Your objective: Should a line below contain the word "pouch", report it.

Dataset entries:
______________________________

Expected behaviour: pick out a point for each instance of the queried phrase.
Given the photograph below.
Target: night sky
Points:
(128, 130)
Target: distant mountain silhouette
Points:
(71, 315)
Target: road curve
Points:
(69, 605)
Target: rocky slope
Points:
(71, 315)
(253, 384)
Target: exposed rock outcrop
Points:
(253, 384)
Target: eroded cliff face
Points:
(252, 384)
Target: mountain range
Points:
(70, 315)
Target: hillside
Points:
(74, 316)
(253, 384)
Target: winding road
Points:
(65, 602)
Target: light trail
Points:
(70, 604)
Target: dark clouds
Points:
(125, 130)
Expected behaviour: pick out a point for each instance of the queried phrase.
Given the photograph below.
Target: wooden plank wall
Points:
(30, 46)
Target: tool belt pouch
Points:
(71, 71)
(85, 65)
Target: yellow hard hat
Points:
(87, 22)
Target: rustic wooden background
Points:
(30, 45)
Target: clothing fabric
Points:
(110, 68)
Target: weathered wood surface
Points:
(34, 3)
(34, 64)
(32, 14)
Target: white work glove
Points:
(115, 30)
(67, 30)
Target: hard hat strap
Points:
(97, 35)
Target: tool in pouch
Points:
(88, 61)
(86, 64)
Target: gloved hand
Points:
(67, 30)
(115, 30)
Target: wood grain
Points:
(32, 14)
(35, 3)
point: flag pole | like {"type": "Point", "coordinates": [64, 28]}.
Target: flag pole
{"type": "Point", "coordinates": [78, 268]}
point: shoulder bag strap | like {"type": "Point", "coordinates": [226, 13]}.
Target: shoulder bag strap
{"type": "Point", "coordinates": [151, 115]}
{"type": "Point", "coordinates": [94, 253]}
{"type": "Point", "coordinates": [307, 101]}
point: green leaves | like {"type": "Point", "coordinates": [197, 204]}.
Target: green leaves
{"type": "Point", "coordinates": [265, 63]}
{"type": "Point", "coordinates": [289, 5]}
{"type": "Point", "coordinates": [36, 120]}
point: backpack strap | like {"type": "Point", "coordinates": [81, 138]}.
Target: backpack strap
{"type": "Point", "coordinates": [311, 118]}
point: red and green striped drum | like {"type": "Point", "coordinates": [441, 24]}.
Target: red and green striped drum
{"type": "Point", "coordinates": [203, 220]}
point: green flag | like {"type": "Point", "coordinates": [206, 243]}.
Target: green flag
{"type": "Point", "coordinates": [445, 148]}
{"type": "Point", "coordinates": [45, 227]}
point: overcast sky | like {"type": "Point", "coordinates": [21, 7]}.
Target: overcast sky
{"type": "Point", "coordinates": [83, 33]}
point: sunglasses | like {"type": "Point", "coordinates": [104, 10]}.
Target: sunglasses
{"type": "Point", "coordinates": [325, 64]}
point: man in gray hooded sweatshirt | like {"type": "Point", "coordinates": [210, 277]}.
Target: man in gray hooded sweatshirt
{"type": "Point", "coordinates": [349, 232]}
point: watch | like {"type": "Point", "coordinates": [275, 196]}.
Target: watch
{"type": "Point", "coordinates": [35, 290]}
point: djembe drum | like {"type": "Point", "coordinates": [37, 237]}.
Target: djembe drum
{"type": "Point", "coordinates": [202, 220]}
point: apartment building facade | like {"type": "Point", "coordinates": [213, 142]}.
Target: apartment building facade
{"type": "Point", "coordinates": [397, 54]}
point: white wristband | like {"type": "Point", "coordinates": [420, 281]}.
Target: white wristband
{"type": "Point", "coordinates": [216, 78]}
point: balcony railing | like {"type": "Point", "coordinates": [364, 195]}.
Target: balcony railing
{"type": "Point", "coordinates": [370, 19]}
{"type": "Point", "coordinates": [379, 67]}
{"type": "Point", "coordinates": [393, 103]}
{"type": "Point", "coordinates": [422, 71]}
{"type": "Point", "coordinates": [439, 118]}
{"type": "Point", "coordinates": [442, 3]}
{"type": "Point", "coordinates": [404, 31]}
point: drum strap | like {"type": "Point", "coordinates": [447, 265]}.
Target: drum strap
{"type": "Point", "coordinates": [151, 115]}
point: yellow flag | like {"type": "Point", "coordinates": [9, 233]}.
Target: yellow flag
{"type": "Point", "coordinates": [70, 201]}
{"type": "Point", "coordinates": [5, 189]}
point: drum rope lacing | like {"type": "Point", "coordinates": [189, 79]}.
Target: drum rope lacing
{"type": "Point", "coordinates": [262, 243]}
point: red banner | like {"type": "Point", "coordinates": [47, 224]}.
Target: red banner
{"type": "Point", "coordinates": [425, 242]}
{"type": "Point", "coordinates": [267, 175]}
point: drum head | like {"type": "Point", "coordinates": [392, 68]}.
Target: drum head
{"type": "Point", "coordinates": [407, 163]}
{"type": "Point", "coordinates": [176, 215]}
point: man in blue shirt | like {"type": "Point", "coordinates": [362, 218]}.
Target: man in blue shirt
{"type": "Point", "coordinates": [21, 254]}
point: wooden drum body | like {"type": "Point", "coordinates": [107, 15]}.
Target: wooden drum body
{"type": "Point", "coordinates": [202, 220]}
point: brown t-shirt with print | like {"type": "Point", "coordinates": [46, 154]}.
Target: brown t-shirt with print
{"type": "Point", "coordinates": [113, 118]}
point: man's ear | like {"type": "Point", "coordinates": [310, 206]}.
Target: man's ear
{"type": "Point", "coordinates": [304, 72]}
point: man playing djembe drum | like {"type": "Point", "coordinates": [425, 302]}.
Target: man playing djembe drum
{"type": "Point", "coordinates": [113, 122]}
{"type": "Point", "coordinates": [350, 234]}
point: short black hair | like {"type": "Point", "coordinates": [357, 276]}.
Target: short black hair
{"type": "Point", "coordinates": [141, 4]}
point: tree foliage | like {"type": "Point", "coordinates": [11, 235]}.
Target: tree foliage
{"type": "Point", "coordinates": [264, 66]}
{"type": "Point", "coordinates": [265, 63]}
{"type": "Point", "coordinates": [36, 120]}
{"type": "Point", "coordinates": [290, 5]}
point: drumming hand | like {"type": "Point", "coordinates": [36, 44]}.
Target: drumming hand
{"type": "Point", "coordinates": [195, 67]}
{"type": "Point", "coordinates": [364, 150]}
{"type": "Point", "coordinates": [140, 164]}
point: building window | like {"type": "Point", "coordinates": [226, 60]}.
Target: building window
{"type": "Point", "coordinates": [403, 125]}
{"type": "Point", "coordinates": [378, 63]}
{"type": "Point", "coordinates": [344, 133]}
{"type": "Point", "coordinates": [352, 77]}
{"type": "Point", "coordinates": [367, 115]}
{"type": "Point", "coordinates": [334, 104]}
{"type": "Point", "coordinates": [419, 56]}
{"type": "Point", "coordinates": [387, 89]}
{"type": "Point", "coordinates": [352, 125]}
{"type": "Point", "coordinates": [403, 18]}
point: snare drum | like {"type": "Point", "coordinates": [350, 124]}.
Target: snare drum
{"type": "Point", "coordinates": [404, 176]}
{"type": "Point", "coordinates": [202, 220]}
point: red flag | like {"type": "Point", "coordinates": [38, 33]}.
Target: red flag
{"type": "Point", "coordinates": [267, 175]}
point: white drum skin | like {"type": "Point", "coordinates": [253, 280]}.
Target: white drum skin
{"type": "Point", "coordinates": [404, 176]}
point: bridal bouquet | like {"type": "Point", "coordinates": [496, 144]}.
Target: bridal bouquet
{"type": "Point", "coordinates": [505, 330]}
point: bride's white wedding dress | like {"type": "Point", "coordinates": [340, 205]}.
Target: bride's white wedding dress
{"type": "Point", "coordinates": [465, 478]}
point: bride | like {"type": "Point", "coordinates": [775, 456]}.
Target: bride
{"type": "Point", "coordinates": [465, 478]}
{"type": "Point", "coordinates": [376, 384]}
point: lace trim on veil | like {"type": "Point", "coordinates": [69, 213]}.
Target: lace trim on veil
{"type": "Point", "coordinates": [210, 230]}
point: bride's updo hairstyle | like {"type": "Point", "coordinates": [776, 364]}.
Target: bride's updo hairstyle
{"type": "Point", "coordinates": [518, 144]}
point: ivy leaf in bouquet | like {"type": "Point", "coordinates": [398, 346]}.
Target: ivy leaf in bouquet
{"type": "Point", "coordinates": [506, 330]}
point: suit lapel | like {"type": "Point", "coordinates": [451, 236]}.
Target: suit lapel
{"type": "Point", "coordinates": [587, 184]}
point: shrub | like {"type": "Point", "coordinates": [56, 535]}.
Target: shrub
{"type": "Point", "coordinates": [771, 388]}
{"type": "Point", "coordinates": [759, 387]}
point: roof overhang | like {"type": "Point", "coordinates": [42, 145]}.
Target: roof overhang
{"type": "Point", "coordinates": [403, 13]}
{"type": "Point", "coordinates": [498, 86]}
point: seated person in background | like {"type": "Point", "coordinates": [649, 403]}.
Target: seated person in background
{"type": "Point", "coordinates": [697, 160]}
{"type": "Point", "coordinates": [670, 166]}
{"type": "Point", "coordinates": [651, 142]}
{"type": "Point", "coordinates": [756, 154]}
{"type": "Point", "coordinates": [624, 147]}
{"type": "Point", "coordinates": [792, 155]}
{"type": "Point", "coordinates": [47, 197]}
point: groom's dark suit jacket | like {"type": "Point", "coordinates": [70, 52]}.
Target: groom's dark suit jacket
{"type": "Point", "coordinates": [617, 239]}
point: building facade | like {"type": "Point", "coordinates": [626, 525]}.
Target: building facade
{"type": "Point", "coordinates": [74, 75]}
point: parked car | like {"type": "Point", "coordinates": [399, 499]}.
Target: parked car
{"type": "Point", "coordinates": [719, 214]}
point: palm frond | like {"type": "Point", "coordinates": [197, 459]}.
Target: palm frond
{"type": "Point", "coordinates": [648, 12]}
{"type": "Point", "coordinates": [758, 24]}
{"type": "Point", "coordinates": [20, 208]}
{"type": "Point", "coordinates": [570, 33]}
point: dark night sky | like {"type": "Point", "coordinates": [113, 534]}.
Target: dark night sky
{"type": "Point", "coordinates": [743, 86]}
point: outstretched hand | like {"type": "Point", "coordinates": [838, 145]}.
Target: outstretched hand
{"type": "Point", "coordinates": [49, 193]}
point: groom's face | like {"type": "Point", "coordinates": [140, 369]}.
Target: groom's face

______________________________

Solution:
Target: tool belt pouch
Target: tool in pouch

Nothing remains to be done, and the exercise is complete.